YOUR OBJECTIVE:
Exact repetition of a range: find the line containing "[[719, 428], [1289, 66], [219, 751], [787, 575]]" and the line containing "[[8, 116], [64, 297]]" in the material below, then repeat both and all lines between them, leaving pictures out.

+++++

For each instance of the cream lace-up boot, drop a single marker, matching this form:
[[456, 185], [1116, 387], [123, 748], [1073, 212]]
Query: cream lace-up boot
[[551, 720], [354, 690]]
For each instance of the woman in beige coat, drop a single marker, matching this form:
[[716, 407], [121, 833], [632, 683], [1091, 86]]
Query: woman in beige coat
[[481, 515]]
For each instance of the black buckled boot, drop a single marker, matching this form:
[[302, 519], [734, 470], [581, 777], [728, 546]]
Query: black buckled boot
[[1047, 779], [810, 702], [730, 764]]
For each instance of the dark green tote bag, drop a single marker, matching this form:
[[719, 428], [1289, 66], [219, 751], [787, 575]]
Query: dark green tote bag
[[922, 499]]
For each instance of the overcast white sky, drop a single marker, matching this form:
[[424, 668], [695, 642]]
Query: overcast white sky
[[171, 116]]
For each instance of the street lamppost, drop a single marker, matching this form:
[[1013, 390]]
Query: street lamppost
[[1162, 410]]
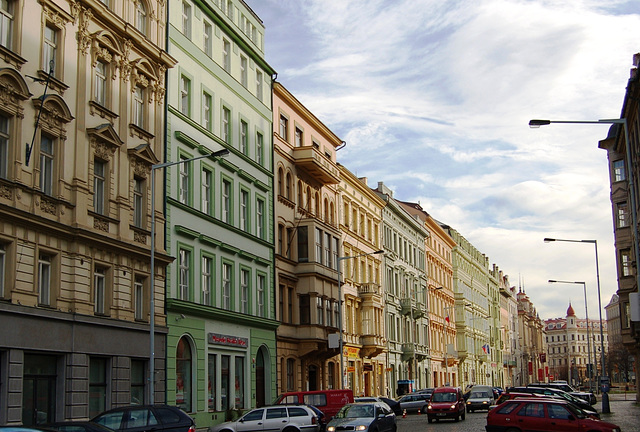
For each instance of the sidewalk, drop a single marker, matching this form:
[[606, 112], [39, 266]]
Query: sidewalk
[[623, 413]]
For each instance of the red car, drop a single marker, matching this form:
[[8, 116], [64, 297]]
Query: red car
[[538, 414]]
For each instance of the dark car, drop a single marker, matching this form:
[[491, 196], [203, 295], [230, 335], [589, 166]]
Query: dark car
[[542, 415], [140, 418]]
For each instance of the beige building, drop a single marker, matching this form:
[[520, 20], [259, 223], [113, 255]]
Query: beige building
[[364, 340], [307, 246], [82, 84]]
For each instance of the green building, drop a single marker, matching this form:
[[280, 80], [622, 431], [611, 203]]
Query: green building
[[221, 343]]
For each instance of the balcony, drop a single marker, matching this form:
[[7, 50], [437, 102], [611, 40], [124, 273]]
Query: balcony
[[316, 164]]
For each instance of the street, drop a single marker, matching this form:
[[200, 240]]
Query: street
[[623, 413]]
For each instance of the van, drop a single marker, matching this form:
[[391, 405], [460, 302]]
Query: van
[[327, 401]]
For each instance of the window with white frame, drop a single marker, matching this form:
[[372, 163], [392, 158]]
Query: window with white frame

+++++

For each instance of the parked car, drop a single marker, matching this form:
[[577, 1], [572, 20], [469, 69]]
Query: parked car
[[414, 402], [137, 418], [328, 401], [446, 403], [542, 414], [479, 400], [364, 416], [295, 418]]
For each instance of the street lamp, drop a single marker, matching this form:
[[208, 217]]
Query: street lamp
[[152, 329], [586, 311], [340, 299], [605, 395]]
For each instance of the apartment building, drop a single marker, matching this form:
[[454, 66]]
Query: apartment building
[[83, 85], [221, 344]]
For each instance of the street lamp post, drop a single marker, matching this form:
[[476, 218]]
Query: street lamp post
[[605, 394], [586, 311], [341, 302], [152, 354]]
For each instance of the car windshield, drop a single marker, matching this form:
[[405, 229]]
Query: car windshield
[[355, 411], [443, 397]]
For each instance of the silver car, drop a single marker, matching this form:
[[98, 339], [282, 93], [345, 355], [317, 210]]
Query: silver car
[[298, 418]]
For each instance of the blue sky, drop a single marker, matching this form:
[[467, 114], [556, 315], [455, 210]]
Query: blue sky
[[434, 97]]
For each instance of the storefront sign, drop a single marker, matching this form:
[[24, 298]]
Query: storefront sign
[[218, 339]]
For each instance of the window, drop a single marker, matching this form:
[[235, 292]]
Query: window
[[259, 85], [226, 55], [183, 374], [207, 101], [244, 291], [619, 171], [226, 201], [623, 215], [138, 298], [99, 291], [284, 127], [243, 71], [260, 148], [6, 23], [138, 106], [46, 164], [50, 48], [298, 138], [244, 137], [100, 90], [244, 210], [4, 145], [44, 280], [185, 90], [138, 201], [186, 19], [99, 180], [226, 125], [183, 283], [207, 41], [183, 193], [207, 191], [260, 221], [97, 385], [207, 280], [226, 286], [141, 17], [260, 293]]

+++++

SOLUTION BELOW:
[[719, 428], [1289, 66], [219, 751], [787, 575]]
Query: dark green tote bag
[[922, 499]]
For each instance of the overcast white sky, drop a single marker, matching this form:
[[424, 668], [695, 642]]
Query: overcast white sky
[[171, 116]]
For each instance of the street lamppost, drop a single marker, matching this form:
[[1013, 390]]
Query: street lamppost
[[1162, 410]]
For each instance of the sidewalk, drop a single marker, matching this form:
[[606, 112], [39, 266]]
Query: sidewalk
[[623, 413]]
For each instance of the red car, drop a single marker, matching this form:
[[8, 116], [64, 297]]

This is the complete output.